● **Selected passage**:

On the way out of the hospital yesterday, after an incredibly productive week, I tweeted that catheter ablation was a team sport, and that our team was rocking it. They were; they do all the time.
This response was tweeted back:
…”A team sport? Ahhhh, not sure I would want to hear those words as the patient about to get the ablation.”
This quote made me realize how much heart doctors depend on our teams. For instance, on bike rides with old guys, you often hear someone remark about the fact that they are safe because a heart doctor is on the ride. That’s hooey. What they don’t understand is that without our team and equipment, docs are no more useful than a bystander with a cell-phone.
When the fury of medicine gets unleashed in the heart-rhythm lab,
good quality care requires more than just a well-trained, experienced and rested doctor. We need up-to-date equipment and a skilled team.
The equipment is boring; let me remark about the people.
The folks who stick with electrophysiology (EP) stand out of the crowd. They are not the phone-it-in types who work just to pay their bills. EP staff delight in the eccentricity of it all. They are nurses and radiology technicians by background, but little they learned in school make them good at what they do now. (That’s the same as medical school.)

[Stored rows]
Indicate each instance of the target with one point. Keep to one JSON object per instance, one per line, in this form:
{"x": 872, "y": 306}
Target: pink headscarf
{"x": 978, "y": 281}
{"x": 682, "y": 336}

● **Exercise 1**:
Answer these from the ablation-team post:
(a) What did the author tweet on the way out of the hospital?
(b) On bike rides, what reason do riders give for feeling safe?
(c) What backgrounds do the electrophysiology staff come from?
● **Exercise 2**:
From the ablation-team post, return the stretch from "The folks who" through "as medical school.)".
● **Exercise 3**:
Write the next part of the ablation-team post, picking up after its last sentence.

● **Task output 1**:
(a) That catheter ablation was a team sport, and that the team was rocking it.
(b) A heart doctor is on the ride.
(c) They are nurses and radiology technicians by background.

● **Task output 2**:
The folks who stick with electrophysiology (EP) stand out of the crowd. They are not the phone-it-in types who work just to pay their bills. EP staff delight in the eccentricity of it all. They are nurses and radiology technicians by background, but little they learned in school make them good at what they do now. (That’s the same as medical school.)

● **Task output 3**:
What makes EP-people good at their jobs is their motivation to learn new things. Complicated things like managing sedation medicine, setting up a vast array of X-Ray and GPS systems, trouble-shooting the four computers that it takes to do an ablation, and even pacing the heart in and out of rhythm. There’s also a bit of daring sprinkled on top. Pacing the heart into a rapid rhythm and pushing the “burn” button isn’t for the lighthearted.
Yes, the EP lab staff are impressive people, but their most striking characteristic might be how well they roll with cardiologists. Let’s just say cardiologists are not the Namaste types. How would like to hear one doc say: “do something to help me,” while another might screech, “stop trying to help me.” The thick skin of EP-lab people seems to reflect inflammation. Good for them.
When I feel the hum that comes after a week of helping (or trying really hard to help) many with the wizardry of high-tech medicine, I want people to know that all that fury comes not just from the doctor, but from a well-oiled team. We doctors can do what we do because of the dedication of others. That’s a really cool part of medicine.
Like coach Norman Dale preached…There’s no I in team.